[Data records]
*-*-*

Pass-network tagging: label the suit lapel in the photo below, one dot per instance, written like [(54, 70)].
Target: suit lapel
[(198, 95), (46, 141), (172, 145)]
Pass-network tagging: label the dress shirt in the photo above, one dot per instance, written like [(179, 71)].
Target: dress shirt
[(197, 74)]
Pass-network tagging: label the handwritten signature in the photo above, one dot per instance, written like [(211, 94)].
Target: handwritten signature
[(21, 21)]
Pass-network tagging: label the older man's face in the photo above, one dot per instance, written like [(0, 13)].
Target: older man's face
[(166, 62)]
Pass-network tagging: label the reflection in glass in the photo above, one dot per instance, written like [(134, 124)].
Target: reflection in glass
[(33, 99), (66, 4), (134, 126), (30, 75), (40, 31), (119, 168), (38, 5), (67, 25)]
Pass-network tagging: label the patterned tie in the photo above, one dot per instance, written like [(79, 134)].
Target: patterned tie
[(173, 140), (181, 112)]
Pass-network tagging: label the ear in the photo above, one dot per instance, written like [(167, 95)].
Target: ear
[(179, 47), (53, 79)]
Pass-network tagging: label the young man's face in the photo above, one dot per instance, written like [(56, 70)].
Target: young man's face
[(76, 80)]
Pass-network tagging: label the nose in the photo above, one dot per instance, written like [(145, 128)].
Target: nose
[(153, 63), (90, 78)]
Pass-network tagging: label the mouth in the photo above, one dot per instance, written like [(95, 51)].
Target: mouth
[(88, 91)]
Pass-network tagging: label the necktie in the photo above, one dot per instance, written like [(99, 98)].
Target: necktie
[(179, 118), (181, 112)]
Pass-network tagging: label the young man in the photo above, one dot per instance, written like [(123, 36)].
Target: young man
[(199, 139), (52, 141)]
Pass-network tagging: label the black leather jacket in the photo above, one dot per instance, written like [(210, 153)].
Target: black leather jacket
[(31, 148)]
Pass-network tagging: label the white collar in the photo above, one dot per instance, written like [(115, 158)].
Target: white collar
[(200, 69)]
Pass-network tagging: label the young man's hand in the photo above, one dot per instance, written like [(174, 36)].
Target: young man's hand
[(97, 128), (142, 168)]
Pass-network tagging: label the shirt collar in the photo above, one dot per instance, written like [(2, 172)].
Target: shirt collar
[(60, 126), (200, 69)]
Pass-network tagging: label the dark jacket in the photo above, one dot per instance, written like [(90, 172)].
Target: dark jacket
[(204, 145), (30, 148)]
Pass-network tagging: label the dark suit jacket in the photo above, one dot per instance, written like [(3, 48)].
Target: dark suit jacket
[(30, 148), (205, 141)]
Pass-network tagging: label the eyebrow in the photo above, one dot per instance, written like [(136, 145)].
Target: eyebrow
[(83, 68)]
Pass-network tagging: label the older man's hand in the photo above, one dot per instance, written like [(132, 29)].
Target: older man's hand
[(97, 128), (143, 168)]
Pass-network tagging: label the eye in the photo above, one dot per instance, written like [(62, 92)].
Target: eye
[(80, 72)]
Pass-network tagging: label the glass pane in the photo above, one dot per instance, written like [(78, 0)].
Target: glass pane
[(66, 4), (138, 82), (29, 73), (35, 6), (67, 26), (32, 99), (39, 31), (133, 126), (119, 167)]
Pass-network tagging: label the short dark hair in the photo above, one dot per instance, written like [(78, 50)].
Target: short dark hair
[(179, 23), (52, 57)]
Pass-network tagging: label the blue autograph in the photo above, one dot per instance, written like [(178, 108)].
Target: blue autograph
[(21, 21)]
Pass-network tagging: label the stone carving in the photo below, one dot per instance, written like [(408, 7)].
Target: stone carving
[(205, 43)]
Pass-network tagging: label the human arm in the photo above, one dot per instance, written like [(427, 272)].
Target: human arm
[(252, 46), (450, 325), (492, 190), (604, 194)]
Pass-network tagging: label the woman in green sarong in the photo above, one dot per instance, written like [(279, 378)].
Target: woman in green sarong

*-*-*

Exercise directions: Return all of the material above, reproducing every line without alteration.

Output of the exercise:
Pass-network tagging: label the suit lapel in the photo below, one dot per instance, written like [(54, 70)].
Target: suit lapel
[(198, 95), (46, 141), (172, 145)]
Pass-network tagging: label the dress shirt in the photo above, one dot per instance, written like [(179, 71)].
Target: dress shirt
[(197, 74)]
Pass-network tagging: label the handwritten signature in the photo above, one dot per instance, written like [(211, 94)].
Target: handwritten signature
[(21, 21)]
Pass-network tagging: label the older man's face in the photo above, one dot per instance, written like [(0, 13)].
Target: older man's face
[(166, 62)]
Pass-network tagging: label the reflection in glass in the photo above, one dot per instance, written like [(134, 124)].
Target: reflection in glass
[(33, 99), (66, 4), (134, 126), (30, 75), (40, 31), (119, 168), (38, 5), (67, 25)]
Pass-network tagging: label the patterned tie in the photo above, one dot per instance, written like [(79, 134)].
Target: patterned tie
[(173, 140), (181, 112)]
Pass-network tagging: label the ear in the photo above, one dot per instance, written like [(167, 95)].
Target: ear
[(179, 47), (53, 79)]
Pass-network tagging: label the young man's face in the photo above, one dot per instance, written like [(56, 70)].
Target: young man's face
[(76, 80)]
Pass-network tagging: label the nose in the photo above, one dot per instance, written like [(145, 128)].
Target: nose
[(153, 63), (90, 78)]
Pass-network tagging: label the mouth in the photo above, one dot per instance, written like [(95, 51)].
Target: mouth
[(88, 91)]
Pass-network tagging: label the necktie in the photo above, one dot per instance, written like [(99, 98)].
Target: necktie
[(179, 118), (181, 112)]
Pass-network tagging: label the young man in the photo above, one dot per instance, written like [(123, 36)].
Target: young man
[(199, 139), (52, 141)]
Pass-network tagging: label the black leather jacket in the photo above, one dot per instance, written like [(210, 153)].
Target: black leather jacket
[(31, 148)]
Pass-network tagging: label the white collar in the photo above, one dot per instance, written like [(115, 158)].
Target: white collar
[(200, 69)]
Pass-network tagging: label the young man's hand in the photo above, one dot per instance, written like [(174, 36)].
Target: young man's hand
[(97, 128), (142, 168)]
Pass-network tagging: label the shirt collar in the photo above, one dot per instance, written like [(2, 172)].
Target: shirt collar
[(60, 126), (200, 69)]
Pass-network tagging: label the dark jacket in the photo above, one dot per instance, written like [(90, 172)].
Target: dark jacket
[(204, 145), (30, 148)]
Pass-network tagging: label the dark suit jacket in the photo above, one dot per instance, written like [(3, 48)].
Target: dark suit jacket
[(30, 148), (205, 141)]
Pass-network tagging: label the eyebrow in the photo above, one dot per instance, written like [(136, 145)].
Target: eyebrow
[(83, 68)]
Pass-network tagging: label the older man's hand in the photo above, one dot per instance, written like [(132, 29)].
Target: older man's hand
[(97, 128), (143, 168)]
Pass-network tagging: label the eye in the photo above, one dot per instance, written like [(62, 92)].
Target: eye
[(80, 72)]
Pass-network tagging: label the glass pane in the photo above, one dot per instance, written like [(78, 0)].
Target: glass pane
[(66, 4), (138, 82), (29, 73), (35, 6), (67, 26), (32, 99), (39, 31), (133, 126), (119, 167)]
Pass-network tagging: label the short dark hair in the photo above, one dot per instance, written like [(78, 50)].
Target: short dark hair
[(179, 23), (52, 57)]
Pass-network tagging: label the blue autograph in the photo above, one dot per instance, written like [(178, 108)].
Target: blue autograph
[(21, 21)]
Pass-network tagging: label the stone carving in the photo below, one dot per instance, written like [(408, 7)].
Target: stone carving
[(205, 43)]
Pass-network tagging: label the human arm in the photo above, one dot per instance, written like [(427, 272)].
Target: human arm
[(252, 46), (450, 325), (492, 190), (604, 194)]
Pass-network tagging: label the woman in green sarong in the photo above, one dot per instance, written like [(279, 378)].
Target: woman in green sarong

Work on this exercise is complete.